(Source data)
***
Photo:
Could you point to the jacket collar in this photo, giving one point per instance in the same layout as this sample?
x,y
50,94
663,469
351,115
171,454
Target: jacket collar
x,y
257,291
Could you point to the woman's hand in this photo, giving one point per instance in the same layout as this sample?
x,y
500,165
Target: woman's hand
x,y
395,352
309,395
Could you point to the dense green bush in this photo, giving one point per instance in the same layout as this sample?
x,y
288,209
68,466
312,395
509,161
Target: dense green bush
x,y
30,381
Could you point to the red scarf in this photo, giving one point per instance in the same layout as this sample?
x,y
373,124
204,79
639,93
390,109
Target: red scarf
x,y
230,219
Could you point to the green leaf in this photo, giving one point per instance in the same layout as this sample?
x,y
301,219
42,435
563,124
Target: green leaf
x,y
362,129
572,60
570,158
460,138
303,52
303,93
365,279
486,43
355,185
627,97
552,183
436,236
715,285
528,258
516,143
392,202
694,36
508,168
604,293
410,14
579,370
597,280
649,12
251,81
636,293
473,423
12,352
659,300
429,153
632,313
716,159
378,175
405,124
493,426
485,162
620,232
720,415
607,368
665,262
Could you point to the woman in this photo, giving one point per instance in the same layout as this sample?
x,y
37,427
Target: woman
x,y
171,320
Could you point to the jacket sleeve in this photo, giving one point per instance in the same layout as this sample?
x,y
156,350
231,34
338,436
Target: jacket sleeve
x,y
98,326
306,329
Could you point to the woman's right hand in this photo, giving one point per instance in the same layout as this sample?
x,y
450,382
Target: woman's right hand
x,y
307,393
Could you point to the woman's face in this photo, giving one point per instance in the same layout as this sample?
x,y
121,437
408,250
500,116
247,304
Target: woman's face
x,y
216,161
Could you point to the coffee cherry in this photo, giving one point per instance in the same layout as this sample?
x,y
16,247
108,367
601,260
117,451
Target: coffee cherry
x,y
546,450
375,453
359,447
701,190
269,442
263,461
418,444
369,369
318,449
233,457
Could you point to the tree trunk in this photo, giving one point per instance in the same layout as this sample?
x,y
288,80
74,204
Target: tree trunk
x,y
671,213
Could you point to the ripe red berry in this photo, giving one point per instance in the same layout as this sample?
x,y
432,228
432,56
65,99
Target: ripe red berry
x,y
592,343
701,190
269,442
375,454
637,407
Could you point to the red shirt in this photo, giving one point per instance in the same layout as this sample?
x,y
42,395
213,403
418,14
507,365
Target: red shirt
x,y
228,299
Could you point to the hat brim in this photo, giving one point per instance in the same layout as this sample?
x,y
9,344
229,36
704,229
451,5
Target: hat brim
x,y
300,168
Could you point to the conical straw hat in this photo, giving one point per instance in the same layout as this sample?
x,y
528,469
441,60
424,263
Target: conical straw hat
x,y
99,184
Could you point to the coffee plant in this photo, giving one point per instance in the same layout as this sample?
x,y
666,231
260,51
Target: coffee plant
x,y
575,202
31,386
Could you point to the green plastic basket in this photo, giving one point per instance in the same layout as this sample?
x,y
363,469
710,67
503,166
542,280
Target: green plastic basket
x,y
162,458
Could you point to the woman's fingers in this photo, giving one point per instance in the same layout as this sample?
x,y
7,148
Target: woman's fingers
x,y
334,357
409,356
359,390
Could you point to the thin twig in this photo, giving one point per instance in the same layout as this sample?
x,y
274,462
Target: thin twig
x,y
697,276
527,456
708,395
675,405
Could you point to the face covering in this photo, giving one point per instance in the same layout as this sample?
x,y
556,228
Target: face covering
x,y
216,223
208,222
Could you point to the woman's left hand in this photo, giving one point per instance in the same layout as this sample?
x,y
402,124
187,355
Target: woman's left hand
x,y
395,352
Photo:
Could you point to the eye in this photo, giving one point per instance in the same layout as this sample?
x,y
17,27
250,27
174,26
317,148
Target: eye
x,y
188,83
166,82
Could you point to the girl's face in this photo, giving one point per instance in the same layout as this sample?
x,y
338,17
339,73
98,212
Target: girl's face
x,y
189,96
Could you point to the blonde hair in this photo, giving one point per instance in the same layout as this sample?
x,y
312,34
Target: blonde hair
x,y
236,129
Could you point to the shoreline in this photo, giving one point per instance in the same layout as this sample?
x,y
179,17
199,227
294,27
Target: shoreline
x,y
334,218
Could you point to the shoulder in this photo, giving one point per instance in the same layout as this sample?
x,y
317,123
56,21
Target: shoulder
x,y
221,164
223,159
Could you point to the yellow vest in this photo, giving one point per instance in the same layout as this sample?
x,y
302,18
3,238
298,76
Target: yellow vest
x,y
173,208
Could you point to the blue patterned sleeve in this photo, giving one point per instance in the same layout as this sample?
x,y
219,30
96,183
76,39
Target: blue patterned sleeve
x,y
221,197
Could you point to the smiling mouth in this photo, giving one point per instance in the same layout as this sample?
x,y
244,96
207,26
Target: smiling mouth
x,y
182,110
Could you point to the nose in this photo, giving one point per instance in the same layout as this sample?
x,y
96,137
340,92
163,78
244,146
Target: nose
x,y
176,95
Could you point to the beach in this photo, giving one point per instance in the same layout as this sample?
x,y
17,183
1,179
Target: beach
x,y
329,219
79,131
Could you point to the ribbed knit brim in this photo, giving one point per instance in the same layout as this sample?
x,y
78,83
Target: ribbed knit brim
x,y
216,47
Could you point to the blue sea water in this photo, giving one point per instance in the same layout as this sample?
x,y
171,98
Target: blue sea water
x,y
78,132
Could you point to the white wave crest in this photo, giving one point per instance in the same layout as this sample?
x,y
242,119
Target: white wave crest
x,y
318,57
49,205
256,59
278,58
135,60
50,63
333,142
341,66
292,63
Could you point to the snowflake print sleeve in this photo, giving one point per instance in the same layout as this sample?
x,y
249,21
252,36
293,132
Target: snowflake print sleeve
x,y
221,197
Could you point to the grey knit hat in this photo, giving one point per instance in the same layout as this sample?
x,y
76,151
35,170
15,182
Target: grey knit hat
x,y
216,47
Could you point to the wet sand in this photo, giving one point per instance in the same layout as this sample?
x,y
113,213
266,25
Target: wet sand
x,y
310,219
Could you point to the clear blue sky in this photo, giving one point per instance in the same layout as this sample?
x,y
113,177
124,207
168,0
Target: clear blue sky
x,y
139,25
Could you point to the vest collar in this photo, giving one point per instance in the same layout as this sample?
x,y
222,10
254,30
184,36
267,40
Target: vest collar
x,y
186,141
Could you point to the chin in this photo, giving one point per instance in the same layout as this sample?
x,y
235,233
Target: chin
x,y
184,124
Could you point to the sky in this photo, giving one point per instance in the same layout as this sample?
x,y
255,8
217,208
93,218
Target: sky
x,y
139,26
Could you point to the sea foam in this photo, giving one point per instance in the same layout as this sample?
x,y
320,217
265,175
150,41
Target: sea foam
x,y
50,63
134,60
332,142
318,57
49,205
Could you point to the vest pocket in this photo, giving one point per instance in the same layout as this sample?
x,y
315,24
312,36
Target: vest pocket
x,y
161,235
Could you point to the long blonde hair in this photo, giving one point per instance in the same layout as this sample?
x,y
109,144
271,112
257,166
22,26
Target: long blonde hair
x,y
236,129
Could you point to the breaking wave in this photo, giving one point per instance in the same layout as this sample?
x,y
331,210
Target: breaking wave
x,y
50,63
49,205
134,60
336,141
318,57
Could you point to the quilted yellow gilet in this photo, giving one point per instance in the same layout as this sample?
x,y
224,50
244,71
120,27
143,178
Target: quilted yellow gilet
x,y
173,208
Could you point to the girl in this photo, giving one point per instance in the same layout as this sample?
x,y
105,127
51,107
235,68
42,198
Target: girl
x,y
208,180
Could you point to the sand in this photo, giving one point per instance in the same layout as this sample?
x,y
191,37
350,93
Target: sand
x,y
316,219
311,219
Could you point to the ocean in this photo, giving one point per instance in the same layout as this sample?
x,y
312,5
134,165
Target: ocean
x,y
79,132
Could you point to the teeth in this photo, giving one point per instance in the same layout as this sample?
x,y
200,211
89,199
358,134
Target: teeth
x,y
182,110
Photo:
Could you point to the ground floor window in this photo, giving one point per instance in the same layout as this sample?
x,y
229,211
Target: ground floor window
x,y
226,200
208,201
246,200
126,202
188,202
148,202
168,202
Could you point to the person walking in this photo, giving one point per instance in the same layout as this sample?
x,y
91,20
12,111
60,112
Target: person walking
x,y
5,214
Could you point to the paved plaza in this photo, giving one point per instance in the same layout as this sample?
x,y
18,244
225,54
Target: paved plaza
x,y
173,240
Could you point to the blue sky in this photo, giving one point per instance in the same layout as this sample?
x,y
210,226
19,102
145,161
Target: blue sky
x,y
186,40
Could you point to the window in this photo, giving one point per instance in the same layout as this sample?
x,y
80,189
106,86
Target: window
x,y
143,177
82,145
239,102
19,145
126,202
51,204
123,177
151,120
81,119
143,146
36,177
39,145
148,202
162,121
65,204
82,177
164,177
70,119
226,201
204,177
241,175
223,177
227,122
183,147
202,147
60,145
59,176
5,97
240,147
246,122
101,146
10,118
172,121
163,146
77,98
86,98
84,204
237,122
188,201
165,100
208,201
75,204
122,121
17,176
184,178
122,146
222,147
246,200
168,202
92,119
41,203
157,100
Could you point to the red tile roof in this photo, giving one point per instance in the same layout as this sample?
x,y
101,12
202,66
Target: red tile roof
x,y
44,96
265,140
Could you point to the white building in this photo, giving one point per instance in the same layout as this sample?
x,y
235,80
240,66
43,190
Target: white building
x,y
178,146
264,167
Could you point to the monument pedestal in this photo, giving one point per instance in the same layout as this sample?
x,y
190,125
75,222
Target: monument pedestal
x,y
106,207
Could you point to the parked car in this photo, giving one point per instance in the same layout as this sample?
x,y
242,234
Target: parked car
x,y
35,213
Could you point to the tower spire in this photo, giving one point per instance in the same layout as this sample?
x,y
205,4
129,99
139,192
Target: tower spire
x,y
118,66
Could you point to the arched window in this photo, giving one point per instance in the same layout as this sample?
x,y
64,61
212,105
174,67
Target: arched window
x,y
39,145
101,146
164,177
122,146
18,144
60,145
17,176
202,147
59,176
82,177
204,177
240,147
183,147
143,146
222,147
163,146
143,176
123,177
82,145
***
Begin with the line that contains "Could you point to the paved" and end with the last line of the records; set down every line in that span exactly, and nothing else.

Could you point to the paved plaza in this photo, giving one point per instance in the same layout as this sample?
x,y
18,244
225,54
Target: paved plaza
x,y
173,240
Could you point to the blue sky in this photo, giving one point per instance in the same layout as this sample?
x,y
210,226
19,102
145,161
Target: blue sky
x,y
186,40
Could you point to the window in this photo, giving one point per instance in the same layout as this sample?
x,y
80,189
106,86
Target: window
x,y
143,177
82,145
239,102
19,145
126,202
51,204
123,177
151,120
81,119
143,146
36,177
39,145
148,202
162,121
65,204
82,177
164,177
70,119
226,201
204,177
241,175
223,177
227,122
183,147
202,147
60,145
59,176
5,97
240,147
246,122
101,146
10,118
172,121
163,146
77,98
86,98
84,204
237,122
188,201
165,100
208,201
75,204
122,121
17,176
184,178
122,146
222,147
246,200
168,202
92,119
41,203
157,100
Could you point to the red tile roof in this photo, giving one point per instance in the same layout as this sample?
x,y
101,12
202,66
Target: red tile roof
x,y
44,96
265,140
Could you point to the white building in this photo, giving one point per instance in the same layout as this sample?
x,y
235,80
240,66
43,190
Target: white building
x,y
178,146
264,167
Could you point to the monument pedestal in this photo, giving one point per instance in the same layout as this sample?
x,y
190,125
75,222
Target: monument pedestal
x,y
106,207
Could you point to the parked car in this photo, giving one point per instance in the same layout as this sample?
x,y
242,234
Target: parked car
x,y
35,213
Could you point to the tower spire in this photo, giving one point per instance in the same layout as this sample?
x,y
205,4
129,99
139,192
Target: tower spire
x,y
118,66
Could you point to the arched window in this photo, giving one point per instance in the same layout as this sample?
x,y
64,61
212,105
174,67
Target: arched window
x,y
39,145
101,146
164,177
122,146
18,144
60,145
17,176
202,147
59,176
82,177
204,177
240,147
183,147
143,146
222,147
163,146
143,176
123,177
82,145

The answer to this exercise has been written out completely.